What you will do:
**a.** Answer each question from the critique of Perl:
(i) What is the only method call optimization the critique says perl has?
(ii) How much faster were the writer's function calls in p2?
(iii) What name was given to the feature that implements bind my $a := $b;?
**b.** Translate this sentence from the critique of Perl into Spanish: "We really need a technical lead, not a community lead."
**c.** Extend the critique of Perl past its final sentence, keeping the same blunt voice.

━━ Quoted text ━━

Functions: Huge call overhead. Not usable for library functions, so internally perl uses ops for most library calls! No method call optimizations besides MIC (monomorphic inline caching). No inlining, the most important language implementation feature. No macros, unevaluated arguments. No signatures, well they are in but a joke. No types, but this is tricky I admit. No multi dispatch, leading to poor OO. My function calls were 200x faster in p2, using a proper calling convention.

Classes: Don’t exist. Various variants exist, but none of them is good enough for any self-respecting language. Just look at what PHP did there recently. Proper design and proper implementation.

But the biggest problem: The not existing management. Management is done via marketing only, but not by helping the devs, helping the project and helping the users. We really need a technical lead, not a community lead. Why do we need a community pumpkin who finds out that someone finally implemented bind my $a := $b;, but with the interesting name refaliasing and the syntax \my $a = $b; and could do nothing about it. Marketing jumped on and declared it as “It’s cleaner, safer, and faster.” schmorp called them clowns. He is right.

━━━
━━ Dataset section ━━

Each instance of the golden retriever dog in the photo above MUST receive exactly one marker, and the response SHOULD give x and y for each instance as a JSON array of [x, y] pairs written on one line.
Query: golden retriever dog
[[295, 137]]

━━━

Per-task answers:
**a.**
(i) MIC (monomorphic inline caching).
(ii) 200x faster.
(iii) Refaliasing.

**b.** Realmente necesitamos un líder técnico, no un líder de comunidad.

**c.**
And the destructive elements are on its rise. Indirect method calls are currently in danger with 5.24. They cannot explain to the poor user that the parser is dynamic, that perl is a dynamic language. After decades of defending dynamicsm over gradual typing they suddenly announce to favor static dispatch only. It makes sense in a business environment, yes, but not for normal perl script usage.

my $file = new File $path, $data
save $file;

See http://perl5.git.perl.org/perl.git/blob/HEAD:/pod/perlobj.pod#l685: “Outside of the file handle case, use of this syntax is discouraged as it can confuse the Perl interpreter” (clearly only p5p is confused about that) vs my variant: “Indirect Object Syntax resolves the syntax dynamically.”

Parrot had a very similar history to perl5. When the competent authors left after heavy infighting the inmates took over the asylum and ran it into the ground.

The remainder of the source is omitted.